Text under study ▸
┌──

In order for true workstream collaboration to take hold across Whitehall, the underlying information governance challenges stemming from information co-creation, co-retention, co-securing, co-archival and co-releasing (FOIA responses, push to The National Archives, de-classification etc) must be overcome.
This is a good reminder from regular contributor to this newsletter, Joel, that the problems here around information sharing and collaboration aren't just technical, they are about information ownership, process and governance. We can talk about how much better GSuite is at coediting all we like, but if we can't give senior people assurances about who can see information, who can share information and how that benefits them, all they tend to see is the risk of their information ending up in the wrong place.
Too often we see attacks at the same time yet learn to defend alone. This paper shows how community-based approaches to infosec can speed learning for everyone. Imagine a world where attack knowledge is curated in MITRE ATT&CK. Then Sigma rules are developed to build concrete detections for each attack technique. Then any hits for those rules could be triaged and investigated by a tailor-made Jupyter notebook.
When researchers publish on a novel technique or CERT organizations warn of a new attack, they can jump start defenders everywhere by contributing elements in each of these frameworks. If every organization were to contribute their unique expertise, and every organization were to build on the expertise of others, infosec silos could be connected through a network effect to outpace attackers. Defenders going far, together.

└──

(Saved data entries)
┌──

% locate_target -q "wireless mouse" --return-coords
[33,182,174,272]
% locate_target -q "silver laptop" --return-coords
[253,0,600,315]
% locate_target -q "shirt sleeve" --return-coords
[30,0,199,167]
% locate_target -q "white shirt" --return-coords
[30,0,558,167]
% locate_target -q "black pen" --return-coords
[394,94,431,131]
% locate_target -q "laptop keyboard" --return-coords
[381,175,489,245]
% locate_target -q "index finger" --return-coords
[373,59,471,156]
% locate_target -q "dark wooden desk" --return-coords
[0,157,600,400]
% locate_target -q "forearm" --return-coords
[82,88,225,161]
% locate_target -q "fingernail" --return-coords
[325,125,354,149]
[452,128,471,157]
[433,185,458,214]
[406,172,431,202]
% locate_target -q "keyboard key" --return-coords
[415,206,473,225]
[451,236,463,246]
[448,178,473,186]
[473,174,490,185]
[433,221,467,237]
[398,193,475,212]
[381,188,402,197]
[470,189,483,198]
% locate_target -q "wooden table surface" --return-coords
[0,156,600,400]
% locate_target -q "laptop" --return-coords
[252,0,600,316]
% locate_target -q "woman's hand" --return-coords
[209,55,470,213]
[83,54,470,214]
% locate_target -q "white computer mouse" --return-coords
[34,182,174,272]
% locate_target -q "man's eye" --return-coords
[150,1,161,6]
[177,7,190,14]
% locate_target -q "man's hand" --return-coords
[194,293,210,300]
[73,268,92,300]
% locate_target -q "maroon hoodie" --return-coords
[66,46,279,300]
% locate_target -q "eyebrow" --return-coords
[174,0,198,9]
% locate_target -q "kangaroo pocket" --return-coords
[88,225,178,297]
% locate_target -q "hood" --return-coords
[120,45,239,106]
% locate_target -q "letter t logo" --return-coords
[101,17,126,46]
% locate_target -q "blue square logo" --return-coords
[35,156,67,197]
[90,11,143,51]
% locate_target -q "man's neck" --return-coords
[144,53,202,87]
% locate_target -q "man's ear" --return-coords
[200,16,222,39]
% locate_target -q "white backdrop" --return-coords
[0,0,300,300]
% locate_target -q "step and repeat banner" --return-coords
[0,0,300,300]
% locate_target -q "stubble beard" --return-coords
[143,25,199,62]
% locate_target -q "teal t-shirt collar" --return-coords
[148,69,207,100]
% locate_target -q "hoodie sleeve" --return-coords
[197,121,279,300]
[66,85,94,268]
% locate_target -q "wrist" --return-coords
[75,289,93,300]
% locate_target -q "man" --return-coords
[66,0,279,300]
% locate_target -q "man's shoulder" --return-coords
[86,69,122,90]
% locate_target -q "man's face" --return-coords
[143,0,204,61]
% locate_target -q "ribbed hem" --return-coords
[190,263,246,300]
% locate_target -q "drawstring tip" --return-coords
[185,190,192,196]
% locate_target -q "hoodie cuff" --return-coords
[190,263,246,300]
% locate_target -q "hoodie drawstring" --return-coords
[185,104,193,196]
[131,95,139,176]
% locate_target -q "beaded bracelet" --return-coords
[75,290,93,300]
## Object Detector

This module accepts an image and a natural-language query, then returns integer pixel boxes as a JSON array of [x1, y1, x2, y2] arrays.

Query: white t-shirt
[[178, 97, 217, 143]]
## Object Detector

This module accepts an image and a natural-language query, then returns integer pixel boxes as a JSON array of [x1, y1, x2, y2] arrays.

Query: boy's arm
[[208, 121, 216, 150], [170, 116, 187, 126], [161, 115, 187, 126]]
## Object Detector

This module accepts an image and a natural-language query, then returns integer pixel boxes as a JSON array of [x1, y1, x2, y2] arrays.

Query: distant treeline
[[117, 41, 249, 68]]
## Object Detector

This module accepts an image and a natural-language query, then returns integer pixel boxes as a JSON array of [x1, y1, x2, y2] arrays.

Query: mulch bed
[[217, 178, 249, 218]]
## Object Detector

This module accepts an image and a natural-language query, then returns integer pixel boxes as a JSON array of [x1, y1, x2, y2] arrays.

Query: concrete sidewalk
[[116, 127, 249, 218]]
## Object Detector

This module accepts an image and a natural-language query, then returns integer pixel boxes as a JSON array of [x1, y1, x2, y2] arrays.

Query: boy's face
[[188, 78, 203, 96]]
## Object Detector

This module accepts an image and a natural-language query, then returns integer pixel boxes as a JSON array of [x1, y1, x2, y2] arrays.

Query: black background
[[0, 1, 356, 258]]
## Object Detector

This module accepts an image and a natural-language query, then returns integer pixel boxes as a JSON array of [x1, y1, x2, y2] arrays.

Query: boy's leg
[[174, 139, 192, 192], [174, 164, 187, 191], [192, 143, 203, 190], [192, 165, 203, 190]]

└──

Parts of the exercise ▸
a - In the text on collaboration and infosec, where does the imagined world have attack knowledge curated?
b - From the text on collaboration and infosec, print the passage starting with "In order for" and going on through "the wrong place.".

Answers to the problems ▸
a - In MITRE ATT&CK.

b -
In order for true workstream collaboration to take hold across Whitehall, the underlying information governance challenges stemming from information co-creation, co-retention, co-securing, co-archival and co-releasing (FOIA responses, push to The National Archives, de-classification etc) must be overcome.
This is a good reminder from regular contributor to this newsletter, Joel, that the problems here around information sharing and collaboration aren't just technical, they are about information ownership, process and governance. We can talk about how much better GSuite is at coediting all we like, but if we can't give senior people assurances about who can see information, who can share information and how that benefits them, all they tend to see is the risk of their information ending up in the wrong place.